■ WORK REQUEST:
The answer must consist of every record below, reproduced exactly.

Stored entries
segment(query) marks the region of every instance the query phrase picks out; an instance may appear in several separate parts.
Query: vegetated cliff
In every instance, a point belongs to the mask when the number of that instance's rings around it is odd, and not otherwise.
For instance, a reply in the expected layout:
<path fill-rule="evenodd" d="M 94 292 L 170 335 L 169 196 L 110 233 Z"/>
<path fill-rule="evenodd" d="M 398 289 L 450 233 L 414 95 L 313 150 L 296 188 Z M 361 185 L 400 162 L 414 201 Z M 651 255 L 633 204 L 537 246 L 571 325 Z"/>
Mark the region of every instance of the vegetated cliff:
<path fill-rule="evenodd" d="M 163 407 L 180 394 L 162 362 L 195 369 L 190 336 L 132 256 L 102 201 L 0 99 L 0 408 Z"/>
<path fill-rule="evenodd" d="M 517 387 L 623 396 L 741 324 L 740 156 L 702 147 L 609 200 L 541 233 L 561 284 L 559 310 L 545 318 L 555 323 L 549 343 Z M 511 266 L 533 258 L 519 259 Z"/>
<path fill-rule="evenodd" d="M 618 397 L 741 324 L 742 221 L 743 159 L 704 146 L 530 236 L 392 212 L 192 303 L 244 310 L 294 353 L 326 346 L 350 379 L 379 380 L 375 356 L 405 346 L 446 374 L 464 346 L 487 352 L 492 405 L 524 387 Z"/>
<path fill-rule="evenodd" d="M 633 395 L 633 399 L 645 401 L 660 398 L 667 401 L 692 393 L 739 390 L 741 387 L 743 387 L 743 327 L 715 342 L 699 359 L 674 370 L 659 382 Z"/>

■ PROBLEM SOLUTION:
segment(query) marks the region of every instance the query phrase picks out; an instance may appear in several separate parts.
Query: vegetated cliff
In every instance, a point belongs to the mask when the number of that instance's rings around it is odd, and not otherwise.
For instance, a reply in the expected layout:
<path fill-rule="evenodd" d="M 94 292 L 170 335 L 169 196 L 110 233 Z"/>
<path fill-rule="evenodd" d="M 398 289 L 450 233 L 414 95 L 313 150 L 296 188 Z M 361 185 L 400 162 L 414 201 Z M 651 255 L 633 204 L 537 246 L 571 325 Z"/>
Mark the region of every instance of the vegetated cliff:
<path fill-rule="evenodd" d="M 163 407 L 180 394 L 162 362 L 195 369 L 190 336 L 132 256 L 102 201 L 0 99 L 0 408 Z"/>
<path fill-rule="evenodd" d="M 517 387 L 623 396 L 741 324 L 740 156 L 702 147 L 609 200 L 541 233 L 561 284 L 559 310 L 545 318 L 555 323 L 549 343 Z M 511 266 L 533 258 L 519 259 Z"/>
<path fill-rule="evenodd" d="M 618 397 L 741 324 L 742 221 L 743 159 L 704 146 L 530 236 L 392 212 L 192 303 L 244 310 L 294 353 L 326 346 L 350 379 L 379 380 L 375 356 L 405 346 L 446 374 L 464 346 L 487 352 L 492 405 L 524 387 Z"/>
<path fill-rule="evenodd" d="M 633 395 L 633 399 L 645 401 L 660 398 L 667 401 L 692 393 L 739 390 L 741 387 L 743 387 L 743 327 L 715 342 L 699 359 L 674 370 L 659 382 Z"/>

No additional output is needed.